The exercise: Convert the records, from their first line through the line containing "top-left (194, 25), bottom-right (209, 56)", into a JSON list of strings with one string per line. Skip blank lines and leave the pictures out.

[Start Data shown]

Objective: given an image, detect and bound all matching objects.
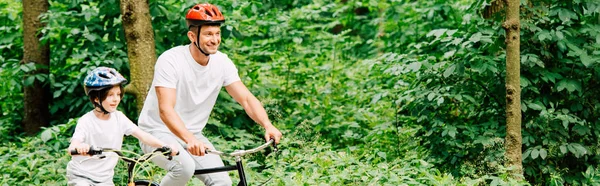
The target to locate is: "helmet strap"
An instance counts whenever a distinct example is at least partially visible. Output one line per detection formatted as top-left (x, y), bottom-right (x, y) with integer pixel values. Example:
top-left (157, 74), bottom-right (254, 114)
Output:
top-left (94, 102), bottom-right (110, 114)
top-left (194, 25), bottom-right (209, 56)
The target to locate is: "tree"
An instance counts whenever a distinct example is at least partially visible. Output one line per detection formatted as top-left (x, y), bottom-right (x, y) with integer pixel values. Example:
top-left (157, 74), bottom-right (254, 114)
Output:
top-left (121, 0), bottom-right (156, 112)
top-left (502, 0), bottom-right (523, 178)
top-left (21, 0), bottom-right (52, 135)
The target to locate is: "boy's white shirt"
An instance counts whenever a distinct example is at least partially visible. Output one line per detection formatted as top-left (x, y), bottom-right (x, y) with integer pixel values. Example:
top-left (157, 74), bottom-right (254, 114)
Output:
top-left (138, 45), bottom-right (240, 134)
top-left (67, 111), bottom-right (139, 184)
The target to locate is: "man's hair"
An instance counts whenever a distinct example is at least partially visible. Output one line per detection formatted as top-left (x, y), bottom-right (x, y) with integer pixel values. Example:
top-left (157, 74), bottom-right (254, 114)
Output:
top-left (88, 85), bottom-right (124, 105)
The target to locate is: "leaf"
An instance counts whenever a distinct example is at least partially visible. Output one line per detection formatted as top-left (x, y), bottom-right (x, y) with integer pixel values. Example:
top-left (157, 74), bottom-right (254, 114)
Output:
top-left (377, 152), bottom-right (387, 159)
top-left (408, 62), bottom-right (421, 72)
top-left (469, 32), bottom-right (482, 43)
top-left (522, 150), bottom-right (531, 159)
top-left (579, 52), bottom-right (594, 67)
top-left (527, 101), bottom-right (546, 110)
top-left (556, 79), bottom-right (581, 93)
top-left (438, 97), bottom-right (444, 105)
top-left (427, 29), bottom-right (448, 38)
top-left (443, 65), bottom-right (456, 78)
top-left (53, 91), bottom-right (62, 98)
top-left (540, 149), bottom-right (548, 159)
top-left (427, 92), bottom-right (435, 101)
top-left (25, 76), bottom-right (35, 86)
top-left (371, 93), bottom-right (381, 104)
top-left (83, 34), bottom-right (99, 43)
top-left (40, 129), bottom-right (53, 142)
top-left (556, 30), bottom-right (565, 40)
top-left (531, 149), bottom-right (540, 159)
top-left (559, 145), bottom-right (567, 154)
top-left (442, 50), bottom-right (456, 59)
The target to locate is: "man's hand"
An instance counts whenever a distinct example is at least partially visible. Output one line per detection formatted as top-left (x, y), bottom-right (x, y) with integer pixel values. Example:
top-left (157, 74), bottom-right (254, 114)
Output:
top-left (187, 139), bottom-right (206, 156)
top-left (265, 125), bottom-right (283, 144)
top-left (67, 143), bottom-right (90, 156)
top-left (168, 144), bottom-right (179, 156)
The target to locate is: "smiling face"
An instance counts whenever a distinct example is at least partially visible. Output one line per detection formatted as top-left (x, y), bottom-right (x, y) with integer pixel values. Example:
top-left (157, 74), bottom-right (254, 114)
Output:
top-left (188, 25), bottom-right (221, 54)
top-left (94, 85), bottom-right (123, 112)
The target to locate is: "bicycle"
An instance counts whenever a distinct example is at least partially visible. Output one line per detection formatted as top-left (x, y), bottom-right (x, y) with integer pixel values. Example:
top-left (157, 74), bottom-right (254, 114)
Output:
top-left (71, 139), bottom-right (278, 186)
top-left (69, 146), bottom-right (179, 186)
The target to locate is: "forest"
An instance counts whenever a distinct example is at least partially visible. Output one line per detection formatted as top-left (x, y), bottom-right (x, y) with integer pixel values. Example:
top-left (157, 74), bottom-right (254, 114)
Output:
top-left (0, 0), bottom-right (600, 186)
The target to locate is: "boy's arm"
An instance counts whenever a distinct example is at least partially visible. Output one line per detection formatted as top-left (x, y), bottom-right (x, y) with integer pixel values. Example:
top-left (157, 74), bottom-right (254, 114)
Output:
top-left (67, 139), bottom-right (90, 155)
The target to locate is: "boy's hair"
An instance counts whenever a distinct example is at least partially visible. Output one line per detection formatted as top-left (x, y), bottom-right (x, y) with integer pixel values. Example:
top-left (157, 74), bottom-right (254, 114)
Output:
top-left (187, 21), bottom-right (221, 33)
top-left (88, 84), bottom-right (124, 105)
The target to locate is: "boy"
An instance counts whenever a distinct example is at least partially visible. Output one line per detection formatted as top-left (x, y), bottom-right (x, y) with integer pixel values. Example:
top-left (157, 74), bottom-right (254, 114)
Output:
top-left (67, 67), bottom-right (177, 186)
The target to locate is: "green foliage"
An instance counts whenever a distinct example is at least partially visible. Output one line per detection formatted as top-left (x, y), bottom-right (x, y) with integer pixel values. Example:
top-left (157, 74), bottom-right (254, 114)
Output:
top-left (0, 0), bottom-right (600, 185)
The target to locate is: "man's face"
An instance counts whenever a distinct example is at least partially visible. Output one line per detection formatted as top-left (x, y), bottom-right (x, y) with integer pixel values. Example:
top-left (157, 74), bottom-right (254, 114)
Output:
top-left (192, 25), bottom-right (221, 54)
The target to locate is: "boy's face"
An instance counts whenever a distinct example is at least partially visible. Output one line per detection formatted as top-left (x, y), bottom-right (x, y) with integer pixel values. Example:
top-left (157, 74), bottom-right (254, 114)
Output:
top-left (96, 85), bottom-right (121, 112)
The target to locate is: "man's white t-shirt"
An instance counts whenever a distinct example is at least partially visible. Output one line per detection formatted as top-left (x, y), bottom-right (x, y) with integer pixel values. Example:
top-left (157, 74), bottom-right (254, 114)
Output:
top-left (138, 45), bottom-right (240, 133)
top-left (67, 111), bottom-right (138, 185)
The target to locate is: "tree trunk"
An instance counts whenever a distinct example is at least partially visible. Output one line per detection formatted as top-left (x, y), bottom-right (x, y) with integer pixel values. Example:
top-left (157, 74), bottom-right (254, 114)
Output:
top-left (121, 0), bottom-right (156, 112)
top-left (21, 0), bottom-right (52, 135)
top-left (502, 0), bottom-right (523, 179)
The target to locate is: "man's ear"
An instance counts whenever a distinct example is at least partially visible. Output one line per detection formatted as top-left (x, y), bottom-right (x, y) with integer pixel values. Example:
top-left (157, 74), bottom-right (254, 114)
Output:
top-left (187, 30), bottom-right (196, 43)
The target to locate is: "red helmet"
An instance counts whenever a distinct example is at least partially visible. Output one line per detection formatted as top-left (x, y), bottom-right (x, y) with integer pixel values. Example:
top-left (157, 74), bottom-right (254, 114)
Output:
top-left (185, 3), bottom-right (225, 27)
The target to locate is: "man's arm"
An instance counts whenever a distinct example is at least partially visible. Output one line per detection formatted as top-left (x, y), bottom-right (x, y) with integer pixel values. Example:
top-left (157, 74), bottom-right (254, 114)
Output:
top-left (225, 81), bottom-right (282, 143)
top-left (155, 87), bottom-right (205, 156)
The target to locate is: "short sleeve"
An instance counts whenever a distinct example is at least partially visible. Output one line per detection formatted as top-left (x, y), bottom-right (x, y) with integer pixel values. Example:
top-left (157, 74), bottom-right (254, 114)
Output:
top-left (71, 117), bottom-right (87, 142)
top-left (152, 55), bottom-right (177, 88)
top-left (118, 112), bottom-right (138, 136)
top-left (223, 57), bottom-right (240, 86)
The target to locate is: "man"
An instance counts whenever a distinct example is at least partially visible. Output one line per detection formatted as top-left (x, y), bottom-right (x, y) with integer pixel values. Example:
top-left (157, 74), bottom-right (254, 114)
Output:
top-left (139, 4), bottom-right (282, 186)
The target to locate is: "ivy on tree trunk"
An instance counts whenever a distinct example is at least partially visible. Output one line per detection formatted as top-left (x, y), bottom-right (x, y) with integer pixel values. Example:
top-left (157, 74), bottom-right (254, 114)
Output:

[End Data shown]

Correct output:
[
  "Objective: given an image, detect and bound all matching objects.",
  "The target to locate is: \"helmet strap\"",
  "An instance counts whenever a distinct example is at least partially visible. Output one line per detection formatted as top-left (x, y), bottom-right (x, y) with integer pixel values. Example:",
  "top-left (157, 74), bottom-right (254, 114)",
  "Output:",
  "top-left (94, 102), bottom-right (110, 114)",
  "top-left (194, 25), bottom-right (209, 56)"
]